» **Tugas**
Salin kembali bagian teks tentang kekerasan bermotif agama dari "Indonesia pasca-Reformasi juga" sampai "terkini di Indonesia.", lalu ganti "kelompok LGBTQ" dengan "komunitas LGBTQ".

Indonesia pasca-Reformasi juga mengalami pasang surut kekerasan bermotif agama terhadap seksualitas dan jender non-normatif dalam kehidupan sehari-hari. Pola kekerasan, termasuk serangan fisik, meningkat terhadap pertemuan dan kegiatan publik kelompok LGBTQ (Lesbian, Gay, Bisexual, Transgender/sexual, and Queer) (lihat: Thajib 2014). Tom Boellstorff (2004) menggambarkan pola kekerasan ini sebagai bentuk “homofobia politis” bahwa orang-orang non-normatif dipersepsikan sebagai ancaman bagi kaum maskulinis dominan dan logika heteronormatif tentang kebersamaan dalam berbangsa. Bagian selanjutnya membahas situasi terkini di Indonesia.

Catatan yang terdapat dalam sebuah dataset:
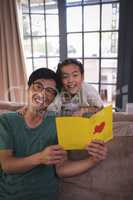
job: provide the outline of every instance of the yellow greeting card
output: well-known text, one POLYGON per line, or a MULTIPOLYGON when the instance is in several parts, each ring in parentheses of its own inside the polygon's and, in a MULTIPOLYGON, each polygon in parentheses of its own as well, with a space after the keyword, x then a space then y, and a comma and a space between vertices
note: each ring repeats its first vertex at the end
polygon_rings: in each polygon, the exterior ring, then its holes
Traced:
POLYGON ((97 139, 109 141, 112 134, 112 106, 103 108, 90 118, 57 117, 58 141, 66 150, 84 149, 87 143, 97 139))

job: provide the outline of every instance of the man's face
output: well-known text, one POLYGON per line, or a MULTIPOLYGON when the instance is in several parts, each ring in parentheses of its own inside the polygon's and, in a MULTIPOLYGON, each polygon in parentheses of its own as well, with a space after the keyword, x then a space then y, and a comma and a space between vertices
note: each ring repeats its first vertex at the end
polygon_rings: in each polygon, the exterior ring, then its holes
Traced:
POLYGON ((30 107, 46 109, 57 94, 56 82, 53 79, 38 79, 29 87, 30 107))
POLYGON ((80 88, 81 83, 84 79, 80 72, 79 66, 74 64, 69 64, 62 67, 62 84, 64 89, 69 92, 69 94, 76 94, 80 88))

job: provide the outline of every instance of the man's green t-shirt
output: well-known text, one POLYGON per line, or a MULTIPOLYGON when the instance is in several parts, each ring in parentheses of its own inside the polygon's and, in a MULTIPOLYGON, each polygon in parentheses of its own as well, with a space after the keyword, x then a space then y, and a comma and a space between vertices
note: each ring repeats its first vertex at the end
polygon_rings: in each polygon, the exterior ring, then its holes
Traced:
MULTIPOLYGON (((0 150, 11 149, 26 157, 57 143, 55 117, 47 115, 42 124, 29 128, 18 113, 0 116, 0 150)), ((58 180, 53 166, 39 165, 24 173, 0 170, 0 200, 56 200, 58 180)))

» **Hasil Latihan**
Indonesia pasca-Reformasi juga mengalami pasang surut kekerasan bermotif agama terhadap seksualitas dan jender non-normatif dalam kehidupan sehari-hari. Pola kekerasan, termasuk serangan fisik, meningkat terhadap pertemuan dan kegiatan publik komunitas LGBTQ (Lesbian, Gay, Bisexual, Transgender/sexual, and Queer) (lihat: Thajib 2014). Tom Boellstorff (2004) menggambarkan pola kekerasan ini sebagai bentuk “homofobia politis” bahwa orang-orang non-normatif dipersepsikan sebagai ancaman bagi kaum maskulinis dominan dan logika heteronormatif tentang kebersamaan dalam berbangsa. Bagian selanjutnya membahas situasi terkini di Indonesia.